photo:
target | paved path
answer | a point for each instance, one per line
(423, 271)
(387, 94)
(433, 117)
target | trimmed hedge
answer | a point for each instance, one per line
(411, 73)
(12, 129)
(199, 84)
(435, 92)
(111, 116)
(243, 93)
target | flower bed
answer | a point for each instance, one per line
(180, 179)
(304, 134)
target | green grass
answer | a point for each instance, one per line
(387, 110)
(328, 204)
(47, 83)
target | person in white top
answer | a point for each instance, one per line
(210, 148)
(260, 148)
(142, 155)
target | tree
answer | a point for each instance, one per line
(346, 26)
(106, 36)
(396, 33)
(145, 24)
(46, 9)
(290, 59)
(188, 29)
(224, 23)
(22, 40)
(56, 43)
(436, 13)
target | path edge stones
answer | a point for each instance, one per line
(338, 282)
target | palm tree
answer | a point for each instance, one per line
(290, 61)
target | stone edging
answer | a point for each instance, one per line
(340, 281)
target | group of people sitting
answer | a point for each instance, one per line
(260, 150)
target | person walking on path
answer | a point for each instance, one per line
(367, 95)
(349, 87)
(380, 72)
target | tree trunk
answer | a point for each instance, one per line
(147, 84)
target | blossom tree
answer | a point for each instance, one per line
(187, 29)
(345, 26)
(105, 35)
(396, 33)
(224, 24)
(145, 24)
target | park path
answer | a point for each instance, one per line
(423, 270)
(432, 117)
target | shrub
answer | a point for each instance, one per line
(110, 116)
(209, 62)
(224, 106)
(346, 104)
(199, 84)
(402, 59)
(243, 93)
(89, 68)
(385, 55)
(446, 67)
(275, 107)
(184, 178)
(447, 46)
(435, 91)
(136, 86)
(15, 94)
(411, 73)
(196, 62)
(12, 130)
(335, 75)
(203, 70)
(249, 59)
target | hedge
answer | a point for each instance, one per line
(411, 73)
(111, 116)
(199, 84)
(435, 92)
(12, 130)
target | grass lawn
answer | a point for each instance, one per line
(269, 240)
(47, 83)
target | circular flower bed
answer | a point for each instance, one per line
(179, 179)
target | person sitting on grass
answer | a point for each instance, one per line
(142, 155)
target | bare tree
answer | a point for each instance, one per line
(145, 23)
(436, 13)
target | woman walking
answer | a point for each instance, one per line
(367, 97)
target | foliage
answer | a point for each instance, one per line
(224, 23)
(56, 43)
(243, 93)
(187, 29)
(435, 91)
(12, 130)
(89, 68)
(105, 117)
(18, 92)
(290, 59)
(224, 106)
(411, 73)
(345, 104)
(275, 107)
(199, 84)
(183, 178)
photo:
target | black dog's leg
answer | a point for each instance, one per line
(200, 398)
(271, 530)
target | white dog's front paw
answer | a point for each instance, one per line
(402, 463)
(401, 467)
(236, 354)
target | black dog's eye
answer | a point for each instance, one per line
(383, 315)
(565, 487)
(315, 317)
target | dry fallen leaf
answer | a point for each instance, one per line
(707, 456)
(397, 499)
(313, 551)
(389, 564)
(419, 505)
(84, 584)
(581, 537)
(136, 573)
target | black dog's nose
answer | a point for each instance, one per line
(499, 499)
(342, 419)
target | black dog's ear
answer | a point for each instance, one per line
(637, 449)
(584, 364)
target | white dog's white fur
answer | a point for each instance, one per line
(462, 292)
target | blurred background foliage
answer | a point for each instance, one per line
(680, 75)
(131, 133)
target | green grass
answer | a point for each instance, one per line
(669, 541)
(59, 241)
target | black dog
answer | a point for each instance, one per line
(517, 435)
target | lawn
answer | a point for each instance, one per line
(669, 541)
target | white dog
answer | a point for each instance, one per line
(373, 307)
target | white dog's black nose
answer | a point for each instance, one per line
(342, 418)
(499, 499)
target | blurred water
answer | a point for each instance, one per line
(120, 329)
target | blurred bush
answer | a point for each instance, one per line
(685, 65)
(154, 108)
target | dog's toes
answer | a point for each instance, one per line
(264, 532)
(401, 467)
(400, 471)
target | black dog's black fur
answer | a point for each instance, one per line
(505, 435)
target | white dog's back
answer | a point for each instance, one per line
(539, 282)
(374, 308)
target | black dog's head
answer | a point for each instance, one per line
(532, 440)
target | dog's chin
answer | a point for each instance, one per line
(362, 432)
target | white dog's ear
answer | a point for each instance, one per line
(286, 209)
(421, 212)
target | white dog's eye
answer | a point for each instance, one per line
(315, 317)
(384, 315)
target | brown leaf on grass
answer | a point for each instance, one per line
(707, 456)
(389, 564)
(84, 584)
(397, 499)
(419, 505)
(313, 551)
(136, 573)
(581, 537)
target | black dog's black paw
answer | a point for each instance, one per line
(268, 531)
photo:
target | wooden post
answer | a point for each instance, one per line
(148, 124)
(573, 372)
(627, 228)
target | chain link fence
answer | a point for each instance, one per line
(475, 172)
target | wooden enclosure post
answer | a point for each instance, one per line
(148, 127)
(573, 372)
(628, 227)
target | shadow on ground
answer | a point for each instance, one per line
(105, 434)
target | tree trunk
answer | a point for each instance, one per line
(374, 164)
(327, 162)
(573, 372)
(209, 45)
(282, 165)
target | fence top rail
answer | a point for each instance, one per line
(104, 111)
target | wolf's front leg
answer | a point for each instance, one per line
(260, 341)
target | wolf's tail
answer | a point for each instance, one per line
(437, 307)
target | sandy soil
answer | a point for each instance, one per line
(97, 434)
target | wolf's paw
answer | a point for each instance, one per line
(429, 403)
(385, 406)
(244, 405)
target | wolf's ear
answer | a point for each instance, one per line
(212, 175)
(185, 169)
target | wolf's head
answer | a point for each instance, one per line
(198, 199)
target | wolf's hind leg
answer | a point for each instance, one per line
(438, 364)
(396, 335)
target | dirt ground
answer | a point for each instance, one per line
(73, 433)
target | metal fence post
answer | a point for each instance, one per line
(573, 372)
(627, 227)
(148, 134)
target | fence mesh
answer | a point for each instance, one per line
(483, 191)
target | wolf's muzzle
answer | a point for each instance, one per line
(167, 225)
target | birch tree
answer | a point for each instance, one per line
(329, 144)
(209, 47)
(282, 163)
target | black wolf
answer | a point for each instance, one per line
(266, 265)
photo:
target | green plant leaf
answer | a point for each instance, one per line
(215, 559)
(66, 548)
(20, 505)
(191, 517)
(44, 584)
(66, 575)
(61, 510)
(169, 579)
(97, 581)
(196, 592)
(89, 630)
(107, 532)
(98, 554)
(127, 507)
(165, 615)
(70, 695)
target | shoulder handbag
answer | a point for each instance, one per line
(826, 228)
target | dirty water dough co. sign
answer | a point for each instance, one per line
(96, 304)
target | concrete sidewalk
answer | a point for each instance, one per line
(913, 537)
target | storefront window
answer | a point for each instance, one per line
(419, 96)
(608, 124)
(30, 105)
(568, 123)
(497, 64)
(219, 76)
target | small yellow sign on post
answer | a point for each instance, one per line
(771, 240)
****
What is expected:
When you come to the line containing "target | blossom tree", give it and stop; before that, repeat each line of the material exactly from the first one.

Answer for this exercise:
photo:
target | paved path
answer | a point for each instance, one per line
(423, 271)
(387, 94)
(433, 117)
target | trimmed hedge
answer | a point for each instance, one per line
(411, 73)
(12, 129)
(199, 84)
(435, 92)
(111, 116)
(243, 93)
target | flower bed
answer | a point for each instance, one per line
(180, 179)
(304, 134)
target | green grass
answer | a point for each instance, one per line
(387, 110)
(328, 204)
(47, 83)
target | person in white top
answer | a point for each instance, one per line
(210, 148)
(260, 148)
(142, 155)
target | tree
answer | a point for each instance, one per line
(346, 26)
(106, 36)
(396, 33)
(145, 24)
(46, 9)
(290, 59)
(188, 29)
(224, 23)
(22, 40)
(56, 43)
(436, 13)
target | path edge stones
answer | a point for each instance, one per line
(338, 282)
target | palm tree
answer | a point for each instance, one per line
(290, 61)
target | stone edging
answer | a point for each instance, one per line
(340, 281)
target | group of people sitting
answer | a point for each instance, one per line
(260, 150)
target | person walking on path
answer | a point for each instance, one per line
(367, 95)
(349, 87)
(380, 72)
target | tree trunk
answer | a point for each instance, one per line
(147, 84)
target | blossom tree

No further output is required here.